**SOURCE**
▼▼▼

Project

General

Profile

Bug #1676

Replicas slower than separate jobs on GNI systems

Added by Jim Phillips 2 months ago. Updated about 1 month ago.

Status:
New
Priority:
Normal
Category:
Machine Layers
Target version:
Start date:
09/13/2017
Due date:
% Done:

0%

Spent time:

Description

On Blue Waters, 200 nodes, 50 replicas (4 nodes per replica) non-smp running apoa1 is uniformly and significantly slower than a separate 4-node run.
No idea why. Topology-aware partitioning seems to be working OK. Testing MPI on Bridges to see if it happens there too.

History

#1 Updated by Sam White 2 months ago

What commit of charm are you using? We recently merged changes to make broadcasts and reductions topology-aware.

#2 Updated by Jim Phillips 2 months ago

6.8.0 from Sept 5 (v6.8.0-0-ga36028e-namd-charm-6.8.0-build-2017-Sep-05-28093).
No observed performance difference on Bridges.

#3 Updated by Jim Phillips 2 months ago

I see the exact same performance for v6.7.0-574-g7d61794-namd-charm-6.8.0-build-2017-Jan-23-80737 and v6.7.0-0-g46f867c-namd-charm-6.7.0-build-2015-Dec-21-45876.
Definitely not a recent change.

#4 Updated by Jim Phillips 2 months ago

The bug does not affect the MPI layer on Blue Waters.
Still need to test verbs.

#5 Updated by Jim Phillips 2 months ago

verbs layer does not appear to be affected.

#6 Updated by Phil Miller 2 months ago

Just to be clear, the only context in which this bug has been observed is GNI on Blue Waters?

MPI there is unaffected, verbs is unaffected. MPI on Bridges is not affected, I think?

We may not hold the 6.8.1 release for this, since it's not any sort of recent issue or regression. We'll obviously try to get it dealt with quickly.

▲▲▲

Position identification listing
▼▼▼

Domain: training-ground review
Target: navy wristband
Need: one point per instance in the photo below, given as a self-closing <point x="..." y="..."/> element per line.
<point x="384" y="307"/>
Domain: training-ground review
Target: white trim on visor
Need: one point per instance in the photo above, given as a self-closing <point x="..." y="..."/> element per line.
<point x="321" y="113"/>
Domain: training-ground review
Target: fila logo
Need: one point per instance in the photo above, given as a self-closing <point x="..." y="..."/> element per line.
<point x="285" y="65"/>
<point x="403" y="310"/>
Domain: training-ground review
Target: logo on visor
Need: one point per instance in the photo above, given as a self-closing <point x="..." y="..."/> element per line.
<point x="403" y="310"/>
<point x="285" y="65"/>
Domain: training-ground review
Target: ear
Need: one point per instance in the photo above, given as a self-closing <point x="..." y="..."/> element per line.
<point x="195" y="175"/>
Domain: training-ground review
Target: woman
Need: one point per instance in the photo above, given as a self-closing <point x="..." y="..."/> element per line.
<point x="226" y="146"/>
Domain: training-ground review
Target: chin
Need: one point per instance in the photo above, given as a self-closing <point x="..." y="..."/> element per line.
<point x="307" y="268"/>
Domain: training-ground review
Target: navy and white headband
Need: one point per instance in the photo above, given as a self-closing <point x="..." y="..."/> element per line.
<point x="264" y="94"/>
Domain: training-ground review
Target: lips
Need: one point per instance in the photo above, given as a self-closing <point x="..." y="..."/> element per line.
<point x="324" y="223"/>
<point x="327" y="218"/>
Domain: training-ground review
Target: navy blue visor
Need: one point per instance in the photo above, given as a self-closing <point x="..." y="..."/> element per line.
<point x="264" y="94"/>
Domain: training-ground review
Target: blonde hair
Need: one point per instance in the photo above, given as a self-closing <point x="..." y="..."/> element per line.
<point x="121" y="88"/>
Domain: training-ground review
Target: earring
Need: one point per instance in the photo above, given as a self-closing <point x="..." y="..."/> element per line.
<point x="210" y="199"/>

▲▲▲

**DIRECTIVES**
1. Decide whether each statement below agrees with the bug report above, answering yes or no and quoting the words of the bug report that settle it: (a) The slowdown was seen with 50 replicas of 4 nodes each on Blue Waters. (b) The MPI layer on Blue Waters is affected by the bug. (c) The verbs layer appears to be affected.
2. Transcribe a passage from the bug report word for word, beginning at the words "No observed performance" and stopping after "to test verbs.".

**SET OF ANSWERS**
1.
(a) Yes: "On Blue Waters, 200 nodes, 50 replicas (4 nodes per replica) non-smp running apoa1 is uniformly and significantly slower than a separate 4-node run."
(b) No: "The bug does not affect the MPI layer on Blue Waters."
(c) No: "verbs layer does not appear to be affected."

2.
No observed performance difference on Bridges.

#3 Updated by Jim Phillips 2 months ago

I see the exact same performance for v6.7.0-574-g7d61794-namd-charm-6.8.0-build-2017-Jan-23-80737 and v6.7.0-0-g46f867c-namd-charm-6.7.0-build-2015-Dec-21-45876.
Definitely not a recent change.

#4 Updated by Jim Phillips 2 months ago

The bug does not affect the MPI layer on Blue Waters.
Still need to test verbs.